(Examples of point labeling)

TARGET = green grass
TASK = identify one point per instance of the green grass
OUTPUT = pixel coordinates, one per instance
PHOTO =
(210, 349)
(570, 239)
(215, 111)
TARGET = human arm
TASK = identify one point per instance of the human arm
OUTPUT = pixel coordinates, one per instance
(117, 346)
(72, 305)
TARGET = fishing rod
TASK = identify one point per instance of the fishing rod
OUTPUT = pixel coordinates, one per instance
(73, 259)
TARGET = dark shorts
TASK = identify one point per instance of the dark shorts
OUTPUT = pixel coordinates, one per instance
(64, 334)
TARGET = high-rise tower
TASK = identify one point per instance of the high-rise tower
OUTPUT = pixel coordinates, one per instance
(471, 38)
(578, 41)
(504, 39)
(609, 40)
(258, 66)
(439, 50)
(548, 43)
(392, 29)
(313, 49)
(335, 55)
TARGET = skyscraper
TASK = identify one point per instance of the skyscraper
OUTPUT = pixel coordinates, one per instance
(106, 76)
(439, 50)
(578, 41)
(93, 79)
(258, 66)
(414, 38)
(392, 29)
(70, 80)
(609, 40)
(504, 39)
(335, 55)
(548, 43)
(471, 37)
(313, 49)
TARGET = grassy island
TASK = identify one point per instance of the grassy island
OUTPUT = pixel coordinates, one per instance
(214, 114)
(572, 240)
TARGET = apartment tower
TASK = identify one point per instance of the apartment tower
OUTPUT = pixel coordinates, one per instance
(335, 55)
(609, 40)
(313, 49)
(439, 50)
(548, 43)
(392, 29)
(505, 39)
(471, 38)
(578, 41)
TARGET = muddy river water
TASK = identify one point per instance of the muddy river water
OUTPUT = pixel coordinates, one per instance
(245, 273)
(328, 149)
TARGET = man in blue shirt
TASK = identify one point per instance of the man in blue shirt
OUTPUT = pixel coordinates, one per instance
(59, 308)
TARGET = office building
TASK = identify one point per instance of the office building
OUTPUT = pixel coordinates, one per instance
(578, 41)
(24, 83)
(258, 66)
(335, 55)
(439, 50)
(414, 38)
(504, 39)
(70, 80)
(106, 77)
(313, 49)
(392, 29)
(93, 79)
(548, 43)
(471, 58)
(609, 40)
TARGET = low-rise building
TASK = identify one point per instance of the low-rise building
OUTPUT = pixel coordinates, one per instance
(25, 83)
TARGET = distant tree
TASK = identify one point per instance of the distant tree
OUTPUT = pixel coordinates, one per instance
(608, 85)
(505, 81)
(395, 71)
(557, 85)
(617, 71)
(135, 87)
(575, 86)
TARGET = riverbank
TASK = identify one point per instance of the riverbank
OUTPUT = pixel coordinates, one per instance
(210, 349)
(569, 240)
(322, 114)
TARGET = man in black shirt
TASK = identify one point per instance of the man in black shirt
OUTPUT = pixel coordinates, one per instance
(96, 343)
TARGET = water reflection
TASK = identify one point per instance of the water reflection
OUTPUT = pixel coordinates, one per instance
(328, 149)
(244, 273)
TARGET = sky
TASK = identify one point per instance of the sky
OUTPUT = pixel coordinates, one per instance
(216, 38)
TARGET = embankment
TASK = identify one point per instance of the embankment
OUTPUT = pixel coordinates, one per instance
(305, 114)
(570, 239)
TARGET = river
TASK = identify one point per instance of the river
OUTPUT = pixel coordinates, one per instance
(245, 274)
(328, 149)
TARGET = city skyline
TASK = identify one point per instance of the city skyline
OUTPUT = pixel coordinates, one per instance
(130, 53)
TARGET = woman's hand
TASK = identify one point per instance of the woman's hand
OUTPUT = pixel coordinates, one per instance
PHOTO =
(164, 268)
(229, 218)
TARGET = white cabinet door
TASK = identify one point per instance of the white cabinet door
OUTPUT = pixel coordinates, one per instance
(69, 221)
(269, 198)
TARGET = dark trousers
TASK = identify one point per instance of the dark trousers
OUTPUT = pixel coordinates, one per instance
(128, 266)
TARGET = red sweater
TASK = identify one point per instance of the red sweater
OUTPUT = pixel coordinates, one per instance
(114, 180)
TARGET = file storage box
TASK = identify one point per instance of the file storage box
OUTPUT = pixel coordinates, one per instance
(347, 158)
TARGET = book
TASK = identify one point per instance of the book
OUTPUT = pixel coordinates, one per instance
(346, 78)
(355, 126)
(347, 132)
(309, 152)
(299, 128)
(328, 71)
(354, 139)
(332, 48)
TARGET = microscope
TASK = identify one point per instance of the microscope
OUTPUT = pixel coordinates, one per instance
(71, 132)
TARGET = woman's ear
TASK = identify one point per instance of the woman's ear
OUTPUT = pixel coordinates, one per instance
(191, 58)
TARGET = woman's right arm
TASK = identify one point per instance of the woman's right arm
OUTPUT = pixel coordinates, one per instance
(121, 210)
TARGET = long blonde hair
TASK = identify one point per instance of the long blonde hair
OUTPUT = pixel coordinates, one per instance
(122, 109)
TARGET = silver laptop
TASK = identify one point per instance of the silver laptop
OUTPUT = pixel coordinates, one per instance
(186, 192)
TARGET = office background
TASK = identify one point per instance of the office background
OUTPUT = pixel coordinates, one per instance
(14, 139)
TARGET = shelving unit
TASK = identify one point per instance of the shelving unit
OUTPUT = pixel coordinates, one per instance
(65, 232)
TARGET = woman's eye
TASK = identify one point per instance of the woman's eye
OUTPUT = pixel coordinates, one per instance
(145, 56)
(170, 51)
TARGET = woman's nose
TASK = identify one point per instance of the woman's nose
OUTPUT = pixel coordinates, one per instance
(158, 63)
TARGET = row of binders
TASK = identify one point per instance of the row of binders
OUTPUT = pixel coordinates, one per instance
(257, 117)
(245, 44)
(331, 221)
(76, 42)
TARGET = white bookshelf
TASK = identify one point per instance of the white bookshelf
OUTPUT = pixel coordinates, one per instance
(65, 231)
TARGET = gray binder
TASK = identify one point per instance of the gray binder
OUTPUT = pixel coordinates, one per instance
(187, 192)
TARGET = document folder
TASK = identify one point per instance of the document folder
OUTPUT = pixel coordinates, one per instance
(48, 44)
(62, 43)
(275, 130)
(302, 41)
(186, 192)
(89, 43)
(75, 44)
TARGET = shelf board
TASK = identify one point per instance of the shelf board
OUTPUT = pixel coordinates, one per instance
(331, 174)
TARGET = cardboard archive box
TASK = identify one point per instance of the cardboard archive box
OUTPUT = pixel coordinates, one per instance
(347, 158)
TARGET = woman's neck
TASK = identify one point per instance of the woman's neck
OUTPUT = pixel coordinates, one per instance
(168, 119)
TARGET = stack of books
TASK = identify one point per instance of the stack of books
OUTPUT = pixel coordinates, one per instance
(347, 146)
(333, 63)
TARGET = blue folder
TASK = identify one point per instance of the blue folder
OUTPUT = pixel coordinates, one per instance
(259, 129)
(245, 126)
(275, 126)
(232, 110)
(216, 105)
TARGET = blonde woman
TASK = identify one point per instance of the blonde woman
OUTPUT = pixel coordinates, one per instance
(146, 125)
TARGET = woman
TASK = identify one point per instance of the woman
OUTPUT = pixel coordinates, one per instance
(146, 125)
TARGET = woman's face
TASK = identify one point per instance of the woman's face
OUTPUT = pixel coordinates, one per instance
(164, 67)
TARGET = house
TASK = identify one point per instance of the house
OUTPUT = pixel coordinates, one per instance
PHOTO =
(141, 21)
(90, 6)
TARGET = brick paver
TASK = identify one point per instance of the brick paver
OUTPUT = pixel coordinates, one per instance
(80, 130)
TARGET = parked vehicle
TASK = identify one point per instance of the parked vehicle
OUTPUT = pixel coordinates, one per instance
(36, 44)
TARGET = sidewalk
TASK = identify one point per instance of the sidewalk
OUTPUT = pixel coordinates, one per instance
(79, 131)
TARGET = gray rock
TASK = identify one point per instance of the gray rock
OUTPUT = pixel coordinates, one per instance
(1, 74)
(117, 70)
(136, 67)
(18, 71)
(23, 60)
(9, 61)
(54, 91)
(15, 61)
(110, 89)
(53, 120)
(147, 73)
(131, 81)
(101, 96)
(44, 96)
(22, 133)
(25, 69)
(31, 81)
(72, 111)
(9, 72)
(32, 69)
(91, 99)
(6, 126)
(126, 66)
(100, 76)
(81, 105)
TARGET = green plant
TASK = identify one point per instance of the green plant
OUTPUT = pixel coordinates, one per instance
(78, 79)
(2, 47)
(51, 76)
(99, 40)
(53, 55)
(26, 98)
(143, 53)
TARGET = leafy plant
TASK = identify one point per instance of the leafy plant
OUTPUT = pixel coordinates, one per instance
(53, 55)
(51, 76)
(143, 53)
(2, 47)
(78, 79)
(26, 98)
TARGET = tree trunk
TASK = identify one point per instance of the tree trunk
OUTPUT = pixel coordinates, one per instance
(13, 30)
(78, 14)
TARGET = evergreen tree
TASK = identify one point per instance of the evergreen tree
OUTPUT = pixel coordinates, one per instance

_The task_
Arrange the lines of the material above, from the line containing "TARGET = evergreen tree" through the end, inclusive, as a Markdown table with the columns Row and Line. Omit blank lines.

_Exercise answer_
| Row | Line |
|---|---|
| 1 | TARGET = evergreen tree |
| 2 | TASK = identify one point per instance of the evergreen tree |
| 3 | OUTPUT = pixel coordinates, one per instance |